═════ MATERIAL SUPPLIED

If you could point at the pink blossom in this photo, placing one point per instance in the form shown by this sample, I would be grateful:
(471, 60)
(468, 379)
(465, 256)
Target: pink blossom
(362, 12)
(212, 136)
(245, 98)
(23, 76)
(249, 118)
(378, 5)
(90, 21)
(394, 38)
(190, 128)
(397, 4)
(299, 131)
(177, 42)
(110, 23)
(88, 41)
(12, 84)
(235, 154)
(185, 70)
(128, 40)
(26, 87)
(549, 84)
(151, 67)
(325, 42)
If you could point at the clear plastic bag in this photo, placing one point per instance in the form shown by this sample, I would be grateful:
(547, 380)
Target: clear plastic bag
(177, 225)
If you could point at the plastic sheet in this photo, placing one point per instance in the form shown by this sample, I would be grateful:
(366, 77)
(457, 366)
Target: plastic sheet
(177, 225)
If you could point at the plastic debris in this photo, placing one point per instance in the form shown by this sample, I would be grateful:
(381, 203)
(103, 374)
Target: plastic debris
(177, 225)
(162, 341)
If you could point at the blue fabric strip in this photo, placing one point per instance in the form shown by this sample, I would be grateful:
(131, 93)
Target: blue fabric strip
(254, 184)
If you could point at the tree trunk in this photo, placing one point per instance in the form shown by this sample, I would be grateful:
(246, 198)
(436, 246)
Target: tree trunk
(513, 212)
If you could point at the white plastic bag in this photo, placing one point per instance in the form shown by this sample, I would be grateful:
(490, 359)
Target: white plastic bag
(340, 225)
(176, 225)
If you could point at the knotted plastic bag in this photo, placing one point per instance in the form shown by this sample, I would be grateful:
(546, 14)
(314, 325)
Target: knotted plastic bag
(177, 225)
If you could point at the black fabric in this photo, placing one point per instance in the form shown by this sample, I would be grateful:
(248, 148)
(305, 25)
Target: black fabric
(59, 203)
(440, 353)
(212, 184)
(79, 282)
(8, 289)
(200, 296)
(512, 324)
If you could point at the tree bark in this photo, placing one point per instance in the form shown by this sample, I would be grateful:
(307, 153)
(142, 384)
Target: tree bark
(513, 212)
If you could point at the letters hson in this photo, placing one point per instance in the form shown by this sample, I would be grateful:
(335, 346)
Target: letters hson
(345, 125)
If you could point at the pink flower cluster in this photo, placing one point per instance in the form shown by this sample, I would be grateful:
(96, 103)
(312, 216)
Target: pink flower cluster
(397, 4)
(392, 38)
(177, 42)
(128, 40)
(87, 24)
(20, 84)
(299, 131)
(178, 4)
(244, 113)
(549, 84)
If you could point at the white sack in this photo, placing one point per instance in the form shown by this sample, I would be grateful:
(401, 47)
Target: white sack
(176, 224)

══════════

WHAT IS BEING ASKED
Replace "grateful" with "thankful" at every occurrence and reproduce all of the lines above with nothing else altered.

WRITTEN SOLUTION
If you could point at the pink blossom in this photo, placing one point per instance in the form shown by this sample, I would be thankful:
(471, 60)
(468, 379)
(465, 256)
Target: pink blossom
(362, 12)
(212, 136)
(245, 98)
(23, 76)
(249, 118)
(378, 5)
(90, 21)
(394, 38)
(190, 128)
(397, 4)
(299, 131)
(177, 42)
(110, 23)
(88, 41)
(12, 84)
(235, 154)
(185, 70)
(128, 40)
(26, 87)
(549, 84)
(151, 67)
(325, 42)
If you could point at the clear plastic bag in this photo, placing one point per instance in the form shown by this sample, I would be thankful:
(547, 380)
Target: clear plastic bag
(177, 225)
If you could point at the plastic sheet in this photo, placing one point per instance in the form shown by this sample, I would be thankful:
(366, 77)
(457, 366)
Target: plastic sheet
(177, 225)
If you could point at the plastic debris in this photo, placing one point per instance in the form shown by this sample, I would be thankful:
(381, 203)
(103, 374)
Target: plastic debris
(177, 225)
(162, 341)
If you could point at the blue fabric strip in this photo, placing one point per instance in the form shown by this sample, I would be thankful:
(131, 93)
Target: blue fabric strip
(254, 184)
If you could point at the tree trunk in this photo, placing one point per instance in the form shown by this sample, I would be thankful:
(246, 198)
(436, 246)
Target: tree trunk
(513, 212)
If you could point at the white plastic bag in this photo, placing one point per instance in the form shown by this sample, I would be thankful:
(490, 359)
Target: white plastic bag
(340, 225)
(176, 225)
If you could point at the knotted plastic bag in this photo, placing one point per instance in the form shown by this sample, I would be thankful:
(546, 14)
(314, 325)
Target: knotted plastic bag
(177, 225)
If you could point at the black fabric in this photo, placing one point per instance in the form shown by this sample, I would be thankful:
(248, 148)
(305, 25)
Target: black fabric
(59, 203)
(440, 353)
(212, 184)
(79, 282)
(8, 289)
(200, 296)
(512, 324)
If you could point at the tree bark in this photo, placing one point per instance in the form shown by this sample, I would be thankful:
(307, 153)
(142, 384)
Target: tree bark
(513, 212)
If you could point at the letters hson in this photo, placing one point per instance in the form shown by this sample, I would be thankful:
(335, 346)
Target: letters hson
(345, 125)
If you could point at the pink flower cluster in this photo, placing one point per instance in the form shown by this sample, I would be thankful:
(96, 103)
(312, 216)
Target: pink flower cluster
(397, 4)
(392, 38)
(177, 42)
(128, 40)
(87, 24)
(20, 84)
(299, 131)
(178, 4)
(244, 113)
(549, 84)
If you could point at the white sack in this photo, placing one point per instance in the form shown by this sample, I would be thankful:
(401, 47)
Target: white sack
(176, 224)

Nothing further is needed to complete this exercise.